** TEXT BLOCK **
*****

In summary immigration detention of parents and children is shown to have negative impacts on the quality of family relationships, parenting and children’s wellbeing through pervasive institutional restrictions, undermining of parent’s capacity to provide for and protect their children. This is compounded by declining parental mental health and forced family separations. As Kronick et al. [60] conclude, “children should not be detained for immigration reasons and parents should not be detained without children.” [60] p.287.

Physical and developmental needs of infants and children

Infants and young children are rarely included in studies of refugee children despite their obvious vulnerability and the significant impact that adversity in early life can have on development [94, 95]. Six studies include information about this age group [44, 46, 48, 53, 54, 60].

A significant majority of detained parents had concerns about the health or development of their infants. One study utilizing multidisciplinary assessment identified developmental delay or emotional disturbance in a majority of preschool-age children [46] and several studies report the practical difficulties such as restricted supplies of infant products or formula, limited access to fresh food and poor hygiene while caring for infants in detention [44, 54, 60].

*****

** EXTRACTED DATA **
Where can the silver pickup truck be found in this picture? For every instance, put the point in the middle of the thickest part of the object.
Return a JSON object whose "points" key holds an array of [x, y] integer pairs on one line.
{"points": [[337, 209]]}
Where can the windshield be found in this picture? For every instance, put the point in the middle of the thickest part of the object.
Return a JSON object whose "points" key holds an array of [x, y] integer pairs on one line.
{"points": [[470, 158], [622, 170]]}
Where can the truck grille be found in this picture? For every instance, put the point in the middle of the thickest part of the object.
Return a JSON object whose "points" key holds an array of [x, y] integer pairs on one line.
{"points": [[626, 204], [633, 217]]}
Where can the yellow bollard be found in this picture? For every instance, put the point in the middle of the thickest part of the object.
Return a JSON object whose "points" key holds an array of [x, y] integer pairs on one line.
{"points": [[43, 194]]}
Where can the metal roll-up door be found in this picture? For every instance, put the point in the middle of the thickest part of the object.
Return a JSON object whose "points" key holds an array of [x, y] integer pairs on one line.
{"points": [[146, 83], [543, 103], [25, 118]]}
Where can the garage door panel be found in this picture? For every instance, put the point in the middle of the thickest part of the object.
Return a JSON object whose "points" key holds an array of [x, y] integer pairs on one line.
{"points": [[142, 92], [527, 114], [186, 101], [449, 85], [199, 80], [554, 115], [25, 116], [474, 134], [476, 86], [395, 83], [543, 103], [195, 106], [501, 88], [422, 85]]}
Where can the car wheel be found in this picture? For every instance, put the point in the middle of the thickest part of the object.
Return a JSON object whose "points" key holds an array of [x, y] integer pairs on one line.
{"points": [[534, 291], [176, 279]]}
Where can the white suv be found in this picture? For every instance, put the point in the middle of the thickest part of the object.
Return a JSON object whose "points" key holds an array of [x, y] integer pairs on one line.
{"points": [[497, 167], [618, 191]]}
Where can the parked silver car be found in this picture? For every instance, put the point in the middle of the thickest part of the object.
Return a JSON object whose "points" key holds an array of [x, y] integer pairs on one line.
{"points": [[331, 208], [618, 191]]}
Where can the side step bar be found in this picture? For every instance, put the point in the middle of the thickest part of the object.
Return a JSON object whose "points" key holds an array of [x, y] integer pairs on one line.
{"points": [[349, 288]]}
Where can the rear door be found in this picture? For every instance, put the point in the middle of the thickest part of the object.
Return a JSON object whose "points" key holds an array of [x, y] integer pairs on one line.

*****

** USING THE INFORMATION **
1. From the passage on immigration detention, list the practical difficulties that several studies report in caring for infants in detention.
2. Answer these questions using the passage on immigration detention:
(a) In the conclusion quoted from Kronick et al., who should not be detained without children?
(b) How many studies include information about infants and young children?
(c) What did the study using multidisciplinary assessment identify in a majority of preschool-age children?

** SOLUTIONS IN ORDER **
1.
Restricted supplies of infant products or formula
Limited access to fresh food
Poor hygiene

2.
(a) Parents
(b) Six
(c) Developmental delay or emotional disturbance